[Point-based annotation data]
--*--

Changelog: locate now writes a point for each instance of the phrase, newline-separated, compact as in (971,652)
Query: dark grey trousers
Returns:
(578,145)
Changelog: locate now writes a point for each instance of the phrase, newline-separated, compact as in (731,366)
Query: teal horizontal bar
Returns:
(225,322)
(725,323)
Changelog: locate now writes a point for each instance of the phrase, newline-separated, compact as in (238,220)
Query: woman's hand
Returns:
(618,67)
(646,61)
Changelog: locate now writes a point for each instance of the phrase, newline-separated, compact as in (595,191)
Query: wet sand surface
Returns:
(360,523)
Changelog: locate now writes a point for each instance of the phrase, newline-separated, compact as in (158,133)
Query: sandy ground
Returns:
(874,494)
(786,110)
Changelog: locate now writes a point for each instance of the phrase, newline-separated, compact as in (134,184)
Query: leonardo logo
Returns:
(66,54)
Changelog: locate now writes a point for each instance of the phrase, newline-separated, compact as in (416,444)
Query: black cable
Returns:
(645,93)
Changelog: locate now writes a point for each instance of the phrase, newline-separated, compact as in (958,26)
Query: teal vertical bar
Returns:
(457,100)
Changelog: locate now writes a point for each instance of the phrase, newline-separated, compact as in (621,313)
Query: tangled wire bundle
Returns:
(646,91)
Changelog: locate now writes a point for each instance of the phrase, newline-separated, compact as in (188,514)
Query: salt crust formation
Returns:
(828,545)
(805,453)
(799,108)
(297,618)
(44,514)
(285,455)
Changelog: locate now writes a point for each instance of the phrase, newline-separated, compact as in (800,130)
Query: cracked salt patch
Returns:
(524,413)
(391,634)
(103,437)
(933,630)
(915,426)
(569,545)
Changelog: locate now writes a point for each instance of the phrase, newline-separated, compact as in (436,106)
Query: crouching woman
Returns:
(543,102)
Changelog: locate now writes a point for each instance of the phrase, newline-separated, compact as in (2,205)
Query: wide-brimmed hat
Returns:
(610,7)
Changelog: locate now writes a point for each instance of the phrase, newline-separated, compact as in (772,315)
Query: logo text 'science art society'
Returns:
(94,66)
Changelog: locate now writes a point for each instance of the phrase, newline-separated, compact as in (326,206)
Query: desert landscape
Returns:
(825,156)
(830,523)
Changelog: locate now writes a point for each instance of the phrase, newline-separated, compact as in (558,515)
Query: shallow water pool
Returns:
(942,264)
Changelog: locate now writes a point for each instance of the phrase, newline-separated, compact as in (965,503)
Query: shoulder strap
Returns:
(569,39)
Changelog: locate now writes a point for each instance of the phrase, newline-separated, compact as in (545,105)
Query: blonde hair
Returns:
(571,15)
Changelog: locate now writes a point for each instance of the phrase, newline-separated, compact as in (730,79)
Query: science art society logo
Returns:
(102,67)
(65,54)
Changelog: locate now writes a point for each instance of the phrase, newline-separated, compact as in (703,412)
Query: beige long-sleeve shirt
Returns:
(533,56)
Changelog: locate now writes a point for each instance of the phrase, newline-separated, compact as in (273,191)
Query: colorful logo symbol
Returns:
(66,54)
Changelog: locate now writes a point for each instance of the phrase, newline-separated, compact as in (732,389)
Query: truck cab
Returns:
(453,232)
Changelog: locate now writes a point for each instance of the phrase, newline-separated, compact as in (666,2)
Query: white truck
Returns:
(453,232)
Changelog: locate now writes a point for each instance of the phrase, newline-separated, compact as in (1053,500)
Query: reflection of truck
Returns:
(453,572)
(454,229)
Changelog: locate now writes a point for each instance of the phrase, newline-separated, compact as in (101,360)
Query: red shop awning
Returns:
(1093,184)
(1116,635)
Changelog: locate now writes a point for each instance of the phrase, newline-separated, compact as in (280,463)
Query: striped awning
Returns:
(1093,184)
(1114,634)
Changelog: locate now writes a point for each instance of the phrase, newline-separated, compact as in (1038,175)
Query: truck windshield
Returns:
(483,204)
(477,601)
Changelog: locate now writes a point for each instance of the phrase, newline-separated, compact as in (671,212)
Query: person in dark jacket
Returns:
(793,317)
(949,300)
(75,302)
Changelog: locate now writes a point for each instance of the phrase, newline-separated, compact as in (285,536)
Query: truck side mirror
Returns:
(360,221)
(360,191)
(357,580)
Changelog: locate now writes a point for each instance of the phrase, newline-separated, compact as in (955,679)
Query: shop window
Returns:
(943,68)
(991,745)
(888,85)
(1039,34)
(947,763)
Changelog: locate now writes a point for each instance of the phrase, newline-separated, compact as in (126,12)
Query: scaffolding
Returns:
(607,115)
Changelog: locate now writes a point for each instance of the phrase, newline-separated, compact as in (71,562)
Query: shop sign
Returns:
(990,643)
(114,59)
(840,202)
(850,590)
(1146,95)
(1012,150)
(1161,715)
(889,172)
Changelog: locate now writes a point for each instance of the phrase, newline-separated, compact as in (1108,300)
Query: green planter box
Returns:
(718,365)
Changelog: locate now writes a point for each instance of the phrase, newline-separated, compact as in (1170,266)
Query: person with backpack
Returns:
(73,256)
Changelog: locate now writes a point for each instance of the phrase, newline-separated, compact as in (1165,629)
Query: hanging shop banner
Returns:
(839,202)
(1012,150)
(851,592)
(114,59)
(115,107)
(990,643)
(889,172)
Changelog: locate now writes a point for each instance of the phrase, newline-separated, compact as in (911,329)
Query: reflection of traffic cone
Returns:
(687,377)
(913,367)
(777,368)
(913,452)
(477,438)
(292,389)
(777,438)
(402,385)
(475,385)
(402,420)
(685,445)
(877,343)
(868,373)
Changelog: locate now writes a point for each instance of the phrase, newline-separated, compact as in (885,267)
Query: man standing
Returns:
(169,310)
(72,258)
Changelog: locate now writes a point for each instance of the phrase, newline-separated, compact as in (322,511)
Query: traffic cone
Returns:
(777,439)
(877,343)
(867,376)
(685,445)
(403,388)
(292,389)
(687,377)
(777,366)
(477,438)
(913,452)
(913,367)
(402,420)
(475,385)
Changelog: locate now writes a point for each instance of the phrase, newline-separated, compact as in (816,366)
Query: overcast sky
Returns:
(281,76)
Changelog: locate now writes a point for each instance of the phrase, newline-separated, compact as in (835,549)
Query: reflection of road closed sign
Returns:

--*--

_Problem_: Output the full listing exactly as it stands.

_Result of this exercise_:
Changelog: locate now writes a point for each instance of the phrase, newline-separated, compact as in (971,652)
Query: dark grey trousers
Returns:
(578,145)
Changelog: locate now writes a point for each instance of the phrase, newline-separated, compact as in (731,366)
Query: teal horizontal bar
Returns:
(225,322)
(725,323)
Changelog: locate now writes a point for each instance of the phrase, newline-separated, compact as in (238,220)
Query: woman's hand
Returns:
(618,67)
(646,61)
Changelog: locate now writes a point for each instance of the phrase, newline-separated, compact as in (595,191)
Query: wet sand surface
Returns:
(360,523)
Changelog: locate now writes a point for each instance of the phrase, newline-separated, compact as in (158,133)
Query: sandy ground
Returns:
(874,494)
(786,110)
Changelog: locate now writes a point for each instance of the phrase, newline-separated, compact as in (134,184)
Query: leonardo logo
Returns:
(66,54)
Changelog: locate now writes a point for each instance of the phrase, newline-separated, compact as in (416,444)
Query: black cable
Returns:
(645,93)
Changelog: locate now writes a point for each instance of the phrase, newline-separated, compact as in (958,26)
Query: teal vertical bar
Returns:
(457,100)
Changelog: locate now writes a point for each instance of the phrase, newline-separated, compact as in (621,313)
Query: tangled wire bundle
Returns:
(646,91)
Changelog: locate now writes a point for each instance of the phrase, newline-separated, compact as in (188,514)
Query: salt crust formation
Returns:
(828,545)
(805,453)
(799,108)
(297,618)
(44,514)
(285,455)
Changelog: locate now writes a point for each instance of the phrase, newline-separated, compact as in (800,130)
Query: cracked salt patch
Returns:
(524,413)
(391,634)
(103,437)
(933,630)
(915,426)
(569,545)
Changelog: locate now writes a point for each instance of the phrase, newline-separated, compact as in (436,106)
Query: crouching woman
Returns:
(543,102)
Changelog: locate now writes a point for each instance of the phrase, newline-separated, compact as in (2,205)
Query: wide-brimmed hat
Returns:
(610,7)
Changelog: locate now writes a point for each instance of the phrase, newline-separated, compact as in (772,315)
Query: logo text 'science art society'
Returns:
(94,66)
Changelog: locate now writes a point for each instance of the phrase, newline-separated, compact as in (326,206)
Query: desert landscape
Returns:
(825,156)
(830,523)
Changelog: locate now writes a point for each instance of the phrase, newline-separated, compact as in (558,515)
Query: shallow water pool
Returns:
(942,264)
Changelog: locate now writes a point for each instance of the phrase, newline-separated, compact as in (965,503)
Query: shoulder strap
Returns:
(569,39)
Changelog: locate now writes a point for each instance of the phrase, newline-separated, compact as in (545,105)
Query: blonde hair
Returns:
(571,15)
Changelog: locate now writes a point for each instance of the phrase, newline-separated, compact as in (730,79)
Query: science art society logo
Returns:
(102,67)
(65,54)
Changelog: locate now writes a point for each instance of the phrase, newline-separated, compact as in (703,412)
Query: beige long-sleeve shirt
Returns:
(533,56)
Changelog: locate now writes a point for each instance of the phrase, newline-separated, compact as in (273,191)
Query: colorful logo symbol
Returns:
(66,54)
Changelog: locate now writes a point for each instance of the phrase, newline-separated, compact as in (732,389)
Query: truck cab
Returns:
(453,232)
Changelog: locate now writes a point for each instance of the phrase, newline-separated, compact as in (666,2)
Query: white truck
Returns:
(453,232)
Changelog: locate now writes a point for each instance of the phrase, newline-separated, compact as in (1053,500)
Query: reflection of truck
Returns:
(453,572)
(454,229)
Changelog: locate now writes a point for each instance of the phrase, newline-separated, compact as in (101,360)
Query: red shop awning
Returns:
(1093,184)
(1116,635)
Changelog: locate now writes a point for each instance of the phrase, newline-separated, compact as in (280,463)
Query: striped awning
Returns:
(1093,184)
(1114,634)
Changelog: locate now writes a point for each instance of the phrase, newline-separated, compact as in (1038,175)
Query: truck windshield
Returns:
(483,204)
(477,601)
Changelog: locate now writes a point for each instance of the phrase, newline-separated, compact as in (671,212)
Query: person in dark jacket
Returns:
(793,317)
(949,300)
(75,302)
Changelog: locate now writes a point for each instance of the phrase, newline-separated, compact as in (285,536)
Query: truck side mirror
Returns:
(360,221)
(360,191)
(357,580)
Changelog: locate now writes a point for each instance of the phrase, newline-separated, compact as in (955,679)
Query: shop window
Returns:
(943,68)
(991,745)
(888,85)
(1039,34)
(947,763)
Changelog: locate now writes a point for each instance of the phrase, newline-separated, compact as in (126,12)
Query: scaffolding
Returns:
(607,115)
Changelog: locate now writes a point for each instance of the phrase, newline-separated, compact as in (71,562)
Query: shop sign
Returns:
(990,643)
(114,59)
(840,202)
(850,590)
(1146,95)
(1012,150)
(1161,715)
(889,172)
Changelog: locate now writes a point for each instance of the phrase, newline-separated, compact as in (1108,300)
Query: green planter box
Returns:
(718,365)
Changelog: locate now writes a point for each instance of the phrase, newline-separated, compact as in (1170,266)
Query: person with backpack
Returns:
(73,256)
Changelog: locate now writes a point for each instance of the phrase, newline-separated, compact as in (1165,629)
Query: hanging shop banner
Returns:
(839,202)
(1012,150)
(851,592)
(114,59)
(115,107)
(990,643)
(889,172)
Changelog: locate now writes a point for each instance of the phrase, newline-separated, compact as in (911,329)
Query: reflection of traffic cone
Returns:
(687,377)
(913,367)
(777,368)
(913,452)
(477,438)
(292,389)
(777,438)
(402,385)
(475,385)
(402,420)
(685,445)
(877,343)
(868,373)
Changelog: locate now writes a point for each instance of the phrase, newline-separated, compact as in (885,267)
Query: man standing
Returns:
(169,310)
(72,258)
Changelog: locate now writes a point for each instance of the phrase, newline-separated, compact as in (322,511)
Query: traffic cone
Returns:
(777,439)
(877,343)
(867,376)
(685,445)
(403,388)
(292,389)
(687,377)
(777,366)
(477,438)
(913,452)
(913,367)
(402,420)
(475,385)
Changelog: locate now writes a point for each instance of the phrase, newline-separated, compact as in (816,366)
Query: overcast sky
Returns:
(281,76)
Changelog: locate now writes a point for each instance of the phrase, newline-separated, compact as in (835,549)
Query: reflection of road closed sign
Returns:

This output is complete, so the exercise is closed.